== Entries provided
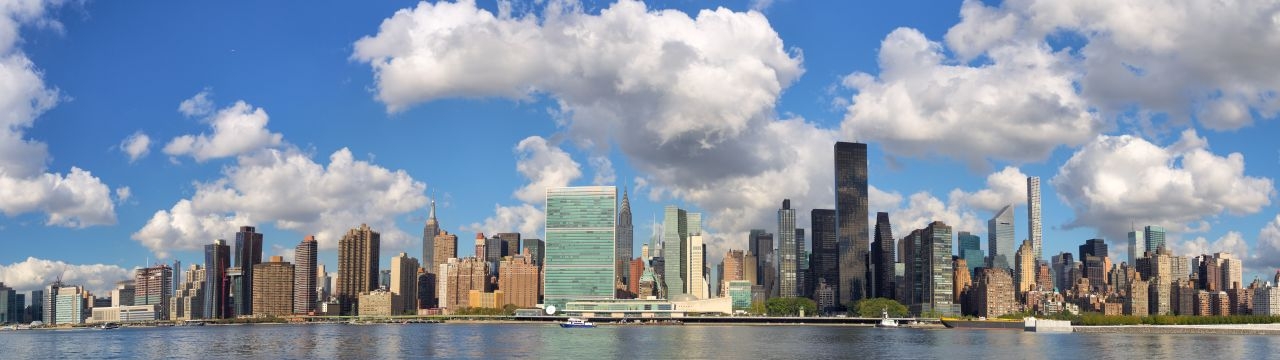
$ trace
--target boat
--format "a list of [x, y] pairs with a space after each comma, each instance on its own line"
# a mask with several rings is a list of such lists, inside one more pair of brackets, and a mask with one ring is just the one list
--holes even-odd
[[877, 328], [896, 328], [897, 320], [888, 318], [888, 310], [881, 310], [881, 322], [876, 324]]
[[947, 328], [963, 328], [963, 329], [1010, 329], [1021, 331], [1023, 322], [1015, 319], [991, 319], [979, 318], [978, 320], [965, 320], [965, 319], [947, 319], [942, 318], [942, 325]]
[[595, 323], [591, 323], [591, 322], [588, 322], [588, 320], [584, 320], [584, 319], [579, 319], [579, 318], [568, 318], [568, 322], [561, 323], [561, 327], [562, 328], [594, 328]]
====
- [Task requirements] Transcribe the records verbatim and omit the images.

- [Worked answer]
$ trace
--target boat
--format "a list of [x, y] pairs with a space after each comma, each instance on its own line"
# a mask with several rings is a list of such lists, inside one more pair of brackets, and a mask with one ring is just the one list
--holes even-odd
[[877, 328], [896, 328], [897, 320], [888, 318], [888, 310], [881, 310], [881, 322], [876, 324]]
[[947, 328], [963, 328], [963, 329], [1010, 329], [1021, 331], [1023, 322], [1015, 319], [991, 319], [979, 318], [978, 320], [965, 320], [965, 319], [947, 319], [942, 318], [942, 325]]
[[595, 323], [591, 323], [591, 322], [588, 322], [588, 320], [584, 320], [584, 319], [579, 319], [579, 318], [568, 318], [568, 322], [561, 323], [561, 327], [562, 328], [594, 328]]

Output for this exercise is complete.